Turn the lines of the entries starting with the line containing "Where can the white door" and running through the end of the entries into a JSON list of strings, one string per line, with blank lines omitted. Include only those lines.

Coordinate annotation entries:
+===+
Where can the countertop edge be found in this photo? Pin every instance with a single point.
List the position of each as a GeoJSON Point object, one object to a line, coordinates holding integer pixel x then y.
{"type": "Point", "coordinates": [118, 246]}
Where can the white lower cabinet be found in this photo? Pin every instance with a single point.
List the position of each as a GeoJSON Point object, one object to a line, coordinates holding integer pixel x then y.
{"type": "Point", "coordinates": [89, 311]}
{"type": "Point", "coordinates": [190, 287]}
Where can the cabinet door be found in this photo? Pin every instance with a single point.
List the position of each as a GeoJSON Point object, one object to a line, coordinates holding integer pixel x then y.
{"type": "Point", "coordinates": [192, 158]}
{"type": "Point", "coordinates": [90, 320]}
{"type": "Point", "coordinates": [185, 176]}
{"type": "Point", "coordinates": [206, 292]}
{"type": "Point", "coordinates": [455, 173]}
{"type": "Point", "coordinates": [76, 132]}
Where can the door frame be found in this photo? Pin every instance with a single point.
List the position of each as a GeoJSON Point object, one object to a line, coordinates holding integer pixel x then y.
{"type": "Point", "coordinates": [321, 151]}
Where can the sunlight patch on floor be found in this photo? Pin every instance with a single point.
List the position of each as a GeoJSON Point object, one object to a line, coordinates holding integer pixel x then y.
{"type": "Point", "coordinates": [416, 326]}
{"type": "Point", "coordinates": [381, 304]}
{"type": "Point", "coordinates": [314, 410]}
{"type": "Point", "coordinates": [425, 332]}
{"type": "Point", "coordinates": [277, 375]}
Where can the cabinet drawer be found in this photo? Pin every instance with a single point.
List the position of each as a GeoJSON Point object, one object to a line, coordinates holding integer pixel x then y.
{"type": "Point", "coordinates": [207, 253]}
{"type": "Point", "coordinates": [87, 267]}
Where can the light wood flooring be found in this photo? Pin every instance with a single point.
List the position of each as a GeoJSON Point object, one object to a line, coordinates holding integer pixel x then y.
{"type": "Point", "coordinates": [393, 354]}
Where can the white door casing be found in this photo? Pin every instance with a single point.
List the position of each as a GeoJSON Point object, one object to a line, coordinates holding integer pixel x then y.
+===+
* _WRITTEN SOLUTION_:
[
  "Where can the white door casing be found in this photo? Pin every instance with a single point.",
  "List the position of each as a GeoJSON Point object, one object to a line, coordinates holding integer pixel x then y."
]